== PROBLEM DESCRIPTION ==
Copy each of the following entries word for word.

***

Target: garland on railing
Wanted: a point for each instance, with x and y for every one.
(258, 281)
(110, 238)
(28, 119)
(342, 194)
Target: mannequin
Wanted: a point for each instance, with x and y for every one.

***

== ANSWER TO THIS PROBLEM ==
Target: garland on railing
Wanted: a point for each instance, with x and y for every one.
(258, 281)
(110, 238)
(28, 119)
(342, 194)
Target: mannequin
Wanted: a point for each instance, with x and y for every one.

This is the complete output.